● **Supplied material**
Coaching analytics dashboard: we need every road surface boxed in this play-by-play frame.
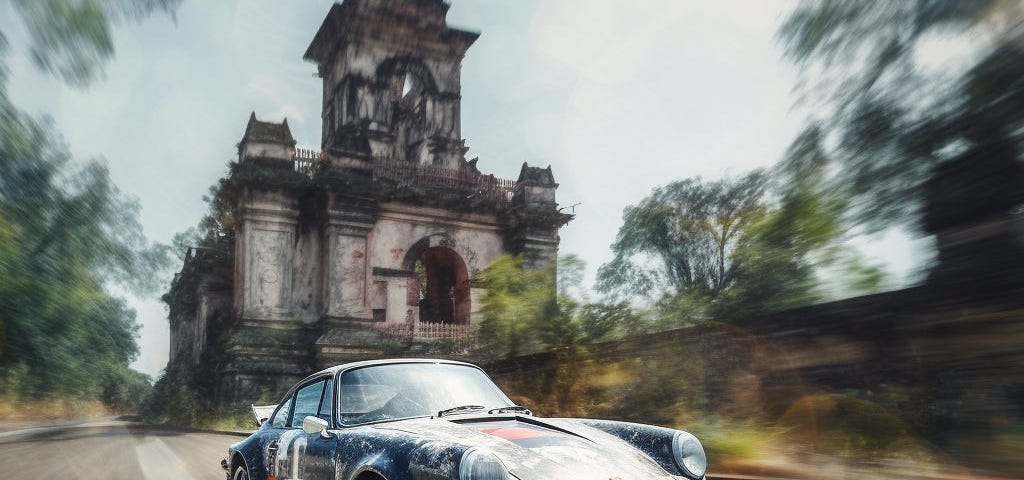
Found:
[0,420,242,480]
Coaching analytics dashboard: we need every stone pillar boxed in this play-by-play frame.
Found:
[510,163,572,269]
[924,142,1024,294]
[324,198,376,320]
[236,190,299,320]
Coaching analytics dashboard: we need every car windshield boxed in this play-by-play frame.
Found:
[339,363,512,425]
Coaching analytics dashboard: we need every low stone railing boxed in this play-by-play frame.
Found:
[374,321,477,351]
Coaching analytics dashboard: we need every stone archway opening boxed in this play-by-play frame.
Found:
[414,247,471,324]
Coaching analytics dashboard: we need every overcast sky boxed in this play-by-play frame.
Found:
[0,0,926,377]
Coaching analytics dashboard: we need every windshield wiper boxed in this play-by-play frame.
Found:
[487,405,534,417]
[437,405,486,417]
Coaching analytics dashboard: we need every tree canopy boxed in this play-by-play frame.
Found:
[778,0,1024,229]
[0,0,179,408]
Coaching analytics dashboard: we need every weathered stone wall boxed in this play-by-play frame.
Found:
[485,287,1024,468]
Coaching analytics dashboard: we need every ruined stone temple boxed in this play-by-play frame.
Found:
[165,0,571,402]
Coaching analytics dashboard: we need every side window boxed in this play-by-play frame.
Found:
[316,379,334,422]
[270,395,295,429]
[292,380,325,428]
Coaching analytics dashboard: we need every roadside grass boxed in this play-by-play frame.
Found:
[0,395,112,422]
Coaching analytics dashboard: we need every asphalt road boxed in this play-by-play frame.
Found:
[0,420,242,480]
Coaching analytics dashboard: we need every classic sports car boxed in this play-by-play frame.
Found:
[221,359,708,480]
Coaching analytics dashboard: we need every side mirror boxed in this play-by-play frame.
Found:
[302,416,330,437]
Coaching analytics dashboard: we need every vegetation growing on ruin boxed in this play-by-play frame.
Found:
[0,0,179,417]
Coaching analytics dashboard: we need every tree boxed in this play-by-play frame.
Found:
[778,0,1024,229]
[588,150,882,321]
[480,255,555,357]
[597,171,768,315]
[0,0,181,87]
[0,0,178,408]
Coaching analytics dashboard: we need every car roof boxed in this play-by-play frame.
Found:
[296,358,482,385]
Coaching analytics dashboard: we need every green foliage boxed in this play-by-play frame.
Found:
[589,128,884,321]
[141,361,209,426]
[7,0,181,86]
[480,255,554,357]
[778,0,1024,229]
[0,96,166,401]
[0,0,179,409]
[597,171,767,298]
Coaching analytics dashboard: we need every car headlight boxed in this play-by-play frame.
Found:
[672,432,708,479]
[459,446,509,480]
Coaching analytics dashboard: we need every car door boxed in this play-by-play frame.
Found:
[272,378,328,480]
[299,378,341,480]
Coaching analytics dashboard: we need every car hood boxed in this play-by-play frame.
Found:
[375,416,683,480]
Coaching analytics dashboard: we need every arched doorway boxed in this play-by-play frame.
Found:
[413,247,471,324]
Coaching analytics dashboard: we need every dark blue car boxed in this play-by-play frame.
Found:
[222,359,708,480]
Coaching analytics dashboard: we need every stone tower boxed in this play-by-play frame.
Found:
[165,0,571,402]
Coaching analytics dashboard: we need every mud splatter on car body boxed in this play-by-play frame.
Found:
[224,359,706,480]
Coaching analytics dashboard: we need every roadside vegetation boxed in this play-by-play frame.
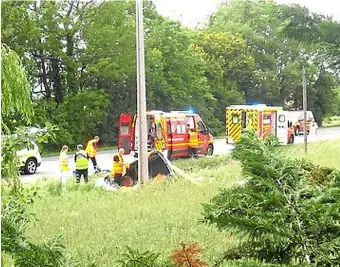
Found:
[1,0,340,152]
[1,137,340,267]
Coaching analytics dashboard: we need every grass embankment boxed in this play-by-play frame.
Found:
[17,140,340,266]
[23,157,241,266]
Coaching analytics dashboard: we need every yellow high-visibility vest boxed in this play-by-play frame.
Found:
[59,152,69,171]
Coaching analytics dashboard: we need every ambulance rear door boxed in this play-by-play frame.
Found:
[168,117,189,158]
[276,111,288,145]
[118,113,133,154]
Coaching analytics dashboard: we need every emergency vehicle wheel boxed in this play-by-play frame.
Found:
[205,145,214,156]
[25,158,38,174]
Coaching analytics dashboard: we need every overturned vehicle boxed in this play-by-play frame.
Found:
[97,150,173,190]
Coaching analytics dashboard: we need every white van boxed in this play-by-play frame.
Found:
[17,142,41,174]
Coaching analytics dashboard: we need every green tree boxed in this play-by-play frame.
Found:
[1,45,74,266]
[204,133,340,267]
[1,44,33,133]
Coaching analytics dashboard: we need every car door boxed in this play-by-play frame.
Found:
[197,120,209,154]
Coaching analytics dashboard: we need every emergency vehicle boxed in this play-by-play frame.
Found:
[289,110,315,136]
[118,110,214,159]
[17,142,41,174]
[226,104,294,145]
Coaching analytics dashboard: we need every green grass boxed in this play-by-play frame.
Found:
[5,140,340,267]
[23,157,241,266]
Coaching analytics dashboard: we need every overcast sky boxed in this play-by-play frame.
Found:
[153,0,340,26]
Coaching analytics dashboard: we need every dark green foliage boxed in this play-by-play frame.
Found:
[33,90,110,149]
[203,132,340,267]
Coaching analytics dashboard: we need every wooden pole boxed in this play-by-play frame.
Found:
[302,67,307,153]
[136,0,149,183]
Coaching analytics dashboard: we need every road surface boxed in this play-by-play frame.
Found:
[21,127,340,183]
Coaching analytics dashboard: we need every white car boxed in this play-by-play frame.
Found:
[17,142,41,174]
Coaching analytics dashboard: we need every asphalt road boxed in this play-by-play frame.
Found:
[21,127,340,183]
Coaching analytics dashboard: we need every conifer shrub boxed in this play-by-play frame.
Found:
[202,131,340,267]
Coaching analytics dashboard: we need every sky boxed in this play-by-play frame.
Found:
[153,0,340,27]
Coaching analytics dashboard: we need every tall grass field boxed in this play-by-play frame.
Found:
[4,140,340,267]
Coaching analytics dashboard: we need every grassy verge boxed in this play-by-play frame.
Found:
[5,140,340,267]
[23,157,240,266]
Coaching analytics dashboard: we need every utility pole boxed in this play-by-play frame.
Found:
[302,66,307,153]
[136,0,149,184]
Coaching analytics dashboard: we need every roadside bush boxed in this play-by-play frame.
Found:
[203,132,340,267]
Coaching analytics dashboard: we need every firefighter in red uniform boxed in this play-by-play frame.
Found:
[112,148,129,186]
[188,128,198,158]
[86,136,101,173]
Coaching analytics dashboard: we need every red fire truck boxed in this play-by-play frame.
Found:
[118,110,214,159]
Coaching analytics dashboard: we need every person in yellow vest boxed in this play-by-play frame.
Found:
[85,136,101,173]
[188,128,198,158]
[74,145,89,183]
[59,145,70,184]
[112,148,129,185]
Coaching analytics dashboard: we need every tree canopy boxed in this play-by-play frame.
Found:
[1,0,340,149]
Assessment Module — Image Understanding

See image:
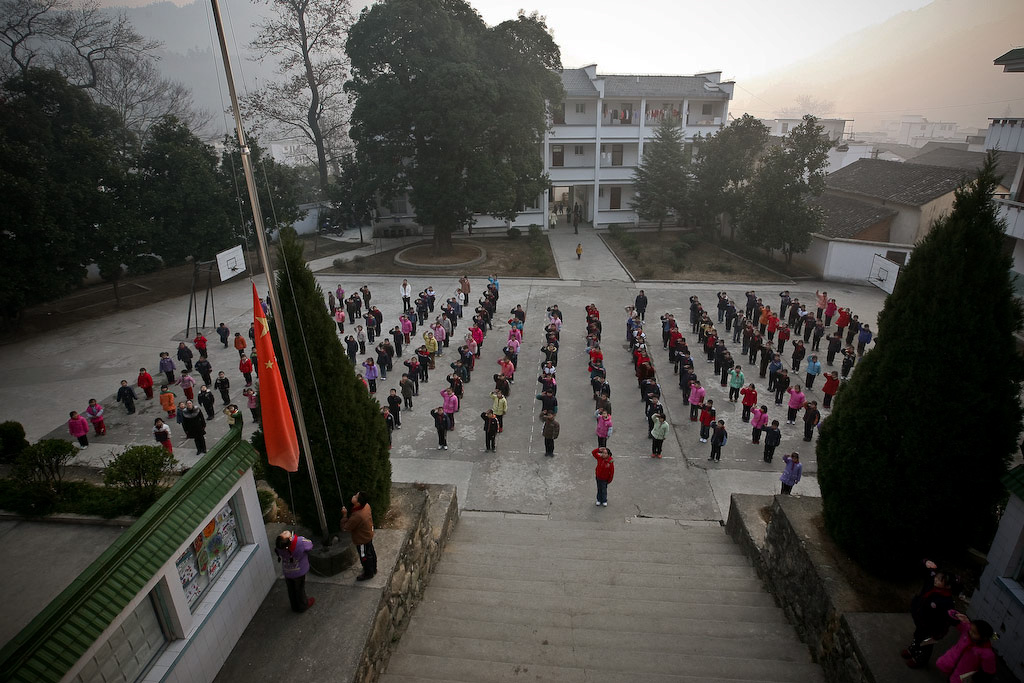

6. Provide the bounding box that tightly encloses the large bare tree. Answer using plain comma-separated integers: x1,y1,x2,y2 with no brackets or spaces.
243,0,352,191
0,0,160,88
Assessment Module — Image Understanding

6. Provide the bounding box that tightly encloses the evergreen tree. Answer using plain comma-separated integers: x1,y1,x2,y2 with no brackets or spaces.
690,114,769,237
817,155,1024,573
253,229,391,531
630,118,690,228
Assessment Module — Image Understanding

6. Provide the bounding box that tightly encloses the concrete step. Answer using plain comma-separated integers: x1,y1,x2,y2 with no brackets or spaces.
430,571,775,608
445,533,750,574
438,557,754,580
431,557,764,592
402,614,809,664
388,633,824,683
459,510,728,538
458,524,742,555
415,601,796,642
415,585,784,622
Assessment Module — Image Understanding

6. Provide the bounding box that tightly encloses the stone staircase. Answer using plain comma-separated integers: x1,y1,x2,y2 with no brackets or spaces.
380,516,824,683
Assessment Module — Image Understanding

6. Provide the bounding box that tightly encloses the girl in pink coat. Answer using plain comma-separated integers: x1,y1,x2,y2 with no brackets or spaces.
785,384,807,425
441,389,459,431
594,411,613,449
68,411,89,449
85,398,106,436
935,609,995,683
689,382,707,422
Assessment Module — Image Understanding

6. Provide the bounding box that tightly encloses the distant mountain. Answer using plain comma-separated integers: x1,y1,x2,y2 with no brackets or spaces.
730,0,1024,131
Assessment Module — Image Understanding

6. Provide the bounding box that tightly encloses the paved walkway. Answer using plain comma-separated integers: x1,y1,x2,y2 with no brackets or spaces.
548,223,633,283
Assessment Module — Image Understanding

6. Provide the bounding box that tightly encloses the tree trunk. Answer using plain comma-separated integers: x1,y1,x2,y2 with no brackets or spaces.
434,225,452,256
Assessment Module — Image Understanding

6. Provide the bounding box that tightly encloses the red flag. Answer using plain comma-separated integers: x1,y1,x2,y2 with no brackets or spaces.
253,284,299,472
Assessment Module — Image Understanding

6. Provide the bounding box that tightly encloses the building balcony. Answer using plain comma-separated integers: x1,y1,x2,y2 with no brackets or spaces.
994,200,1024,240
548,123,597,142
548,164,594,184
985,119,1024,152
600,164,637,182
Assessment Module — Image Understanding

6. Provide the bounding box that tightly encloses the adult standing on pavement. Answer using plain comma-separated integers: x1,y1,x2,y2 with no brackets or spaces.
341,490,377,581
274,530,316,612
778,453,804,496
594,410,613,449
541,411,560,458
181,400,206,456
650,413,669,458
633,290,647,321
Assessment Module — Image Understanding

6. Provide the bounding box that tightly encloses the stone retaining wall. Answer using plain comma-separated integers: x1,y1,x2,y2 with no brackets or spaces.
726,494,873,683
352,484,459,683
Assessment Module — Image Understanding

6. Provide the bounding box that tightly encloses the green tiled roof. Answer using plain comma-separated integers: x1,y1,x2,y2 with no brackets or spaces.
1002,465,1024,501
0,427,256,683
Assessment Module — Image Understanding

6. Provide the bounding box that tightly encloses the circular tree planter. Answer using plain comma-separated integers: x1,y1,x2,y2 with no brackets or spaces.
394,240,487,270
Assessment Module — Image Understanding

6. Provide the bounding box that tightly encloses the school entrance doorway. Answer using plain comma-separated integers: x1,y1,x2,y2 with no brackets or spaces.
548,185,593,225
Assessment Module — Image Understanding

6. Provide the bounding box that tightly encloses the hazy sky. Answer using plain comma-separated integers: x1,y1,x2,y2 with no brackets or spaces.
470,0,931,82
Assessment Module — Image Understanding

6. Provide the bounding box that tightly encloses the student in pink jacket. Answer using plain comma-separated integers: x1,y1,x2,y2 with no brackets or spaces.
751,405,768,444
441,388,459,431
68,411,89,449
594,411,613,449
785,384,807,425
689,382,707,422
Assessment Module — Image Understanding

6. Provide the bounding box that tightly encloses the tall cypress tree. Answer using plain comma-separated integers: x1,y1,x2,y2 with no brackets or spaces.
630,117,690,228
253,229,391,531
817,155,1024,573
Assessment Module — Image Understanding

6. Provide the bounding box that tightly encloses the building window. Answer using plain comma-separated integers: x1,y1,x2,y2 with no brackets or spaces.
551,144,565,166
176,502,242,611
611,144,623,166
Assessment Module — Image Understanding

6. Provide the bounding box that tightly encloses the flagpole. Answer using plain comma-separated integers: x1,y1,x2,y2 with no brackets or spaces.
210,0,330,545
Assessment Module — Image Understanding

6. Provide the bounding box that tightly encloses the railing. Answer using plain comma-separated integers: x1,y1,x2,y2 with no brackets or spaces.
995,200,1024,240
985,119,1024,152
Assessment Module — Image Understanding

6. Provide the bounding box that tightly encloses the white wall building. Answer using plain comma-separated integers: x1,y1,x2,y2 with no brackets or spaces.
885,115,965,147
541,65,733,226
985,48,1024,291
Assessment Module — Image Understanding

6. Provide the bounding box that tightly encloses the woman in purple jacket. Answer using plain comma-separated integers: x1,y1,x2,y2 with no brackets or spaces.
275,530,316,612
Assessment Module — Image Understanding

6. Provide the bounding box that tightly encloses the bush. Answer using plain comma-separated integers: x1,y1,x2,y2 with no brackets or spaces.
14,438,78,497
0,479,142,518
0,420,29,463
817,157,1024,574
128,254,164,275
103,445,178,507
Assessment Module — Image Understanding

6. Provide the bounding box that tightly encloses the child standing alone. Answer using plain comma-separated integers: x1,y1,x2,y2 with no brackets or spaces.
591,446,615,507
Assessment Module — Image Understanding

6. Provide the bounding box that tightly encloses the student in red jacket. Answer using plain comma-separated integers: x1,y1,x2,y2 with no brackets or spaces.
135,368,153,398
590,445,615,507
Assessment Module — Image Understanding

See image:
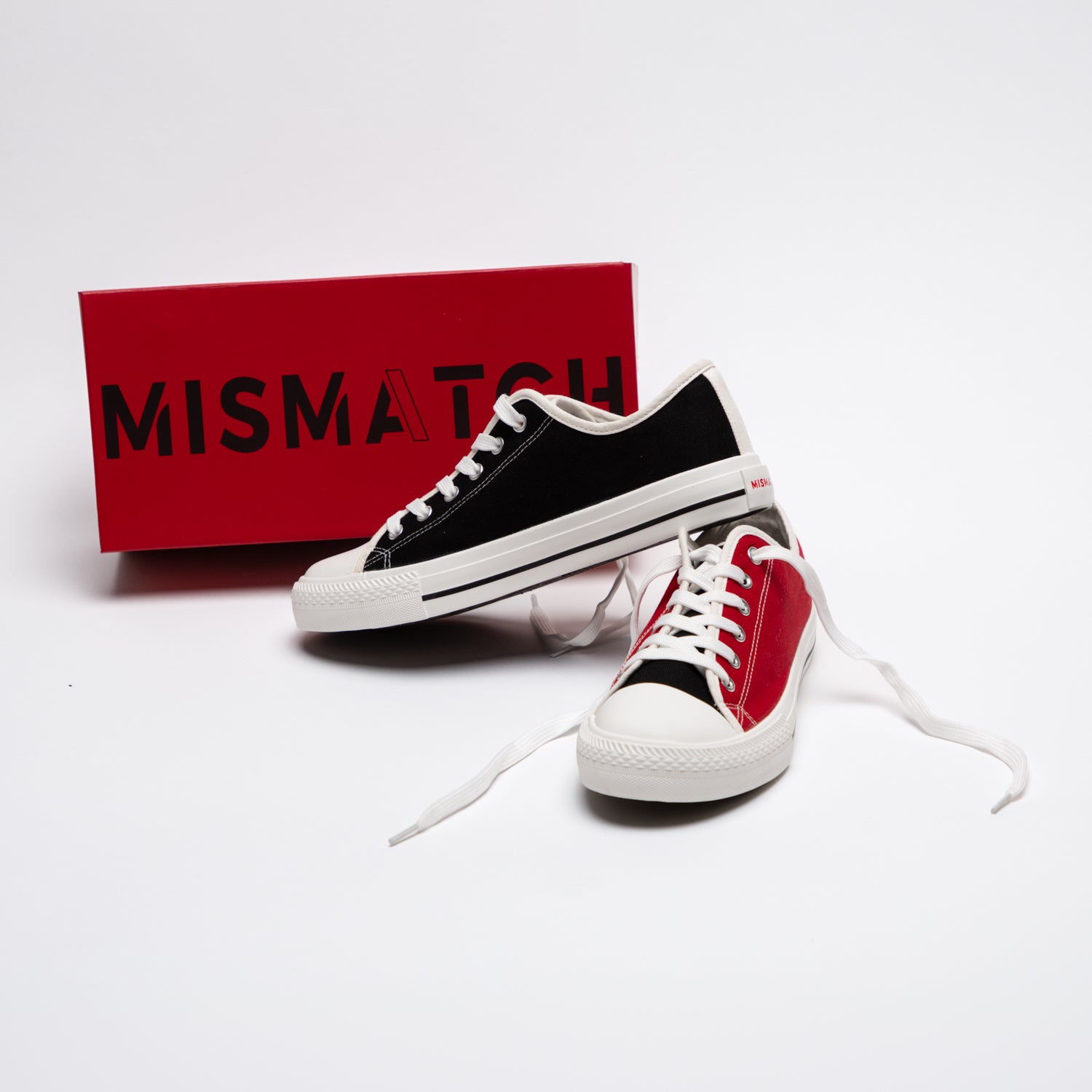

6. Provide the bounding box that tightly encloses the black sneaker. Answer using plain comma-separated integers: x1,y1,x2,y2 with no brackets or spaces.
292,360,773,633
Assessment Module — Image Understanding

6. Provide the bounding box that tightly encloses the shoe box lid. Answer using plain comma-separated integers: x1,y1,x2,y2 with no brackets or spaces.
80,262,637,552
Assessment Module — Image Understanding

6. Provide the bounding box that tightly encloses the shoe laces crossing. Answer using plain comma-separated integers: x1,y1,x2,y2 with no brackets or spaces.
389,530,1028,845
622,532,751,692
384,395,528,539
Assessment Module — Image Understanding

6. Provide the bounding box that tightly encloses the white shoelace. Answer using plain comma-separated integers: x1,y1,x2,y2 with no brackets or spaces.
386,395,528,539
390,531,1028,845
531,557,637,657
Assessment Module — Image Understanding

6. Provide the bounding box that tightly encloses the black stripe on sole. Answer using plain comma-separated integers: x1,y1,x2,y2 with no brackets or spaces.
422,489,747,609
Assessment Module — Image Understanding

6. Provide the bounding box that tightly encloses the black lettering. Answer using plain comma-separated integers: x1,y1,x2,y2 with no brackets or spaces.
569,356,625,415
432,364,485,440
281,371,349,448
103,384,172,459
186,379,205,456
497,360,555,399
220,376,270,454
364,384,404,443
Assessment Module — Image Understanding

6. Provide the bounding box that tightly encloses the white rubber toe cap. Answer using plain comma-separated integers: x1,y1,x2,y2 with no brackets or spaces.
304,543,368,579
591,683,742,747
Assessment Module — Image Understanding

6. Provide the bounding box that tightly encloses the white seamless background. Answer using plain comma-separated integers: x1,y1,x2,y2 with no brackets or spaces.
0,0,1092,1092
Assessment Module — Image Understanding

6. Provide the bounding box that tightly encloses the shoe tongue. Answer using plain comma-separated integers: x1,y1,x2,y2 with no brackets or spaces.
622,508,788,709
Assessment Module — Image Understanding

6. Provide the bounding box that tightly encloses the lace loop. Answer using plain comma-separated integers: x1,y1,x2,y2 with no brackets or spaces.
384,395,528,539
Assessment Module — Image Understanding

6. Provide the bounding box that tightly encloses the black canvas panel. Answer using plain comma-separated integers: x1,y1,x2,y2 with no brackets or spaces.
364,376,740,571
618,660,716,709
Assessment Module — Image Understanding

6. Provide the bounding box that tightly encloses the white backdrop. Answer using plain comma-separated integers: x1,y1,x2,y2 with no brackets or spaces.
0,0,1092,1092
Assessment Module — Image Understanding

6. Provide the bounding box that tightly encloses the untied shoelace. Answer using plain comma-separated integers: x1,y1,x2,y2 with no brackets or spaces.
386,395,528,539
390,531,1028,845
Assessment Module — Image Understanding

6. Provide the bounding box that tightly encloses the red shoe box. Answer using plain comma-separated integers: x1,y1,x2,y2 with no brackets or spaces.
80,262,637,552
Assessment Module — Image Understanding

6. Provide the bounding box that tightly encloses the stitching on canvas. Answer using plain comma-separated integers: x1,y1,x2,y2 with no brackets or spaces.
740,550,771,705
391,417,554,553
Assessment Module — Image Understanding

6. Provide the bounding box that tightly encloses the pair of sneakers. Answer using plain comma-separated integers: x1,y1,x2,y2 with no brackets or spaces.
293,362,1028,844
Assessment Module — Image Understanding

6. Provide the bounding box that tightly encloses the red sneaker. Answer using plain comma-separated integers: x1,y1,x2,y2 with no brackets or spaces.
391,505,1028,845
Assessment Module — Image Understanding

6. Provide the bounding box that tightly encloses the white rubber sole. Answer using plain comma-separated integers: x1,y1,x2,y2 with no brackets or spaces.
292,454,773,633
577,609,816,804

● **Task to carry out**
Copy the material from the very beginning through the line that has "[0,0,926,377]", but change "boxed" to "outlined" and keep everything else the same. Leave the pictures out.

● **Answer to the problem**
Coaching analytics dashboard: we need every road surface outlined in this play-by-play frame.
Found:
[0,420,242,480]
Coaching analytics dashboard: we need every stone pillar outlined in this play-by-play frame.
Found:
[510,163,572,269]
[924,142,1024,294]
[324,198,376,320]
[236,190,299,320]
Coaching analytics dashboard: we need every car windshield outlined in this play-by-play frame.
Found:
[339,363,512,425]
Coaching analytics dashboard: we need every low stone railing outlined in this play-by-play frame.
Found:
[374,321,477,351]
Coaching analytics dashboard: we need every stone archway opening outlined in this play-by-play frame.
Found:
[414,247,471,324]
Coaching analytics dashboard: we need every overcast sky outlined in this play-by-play frame.
Found:
[0,0,926,377]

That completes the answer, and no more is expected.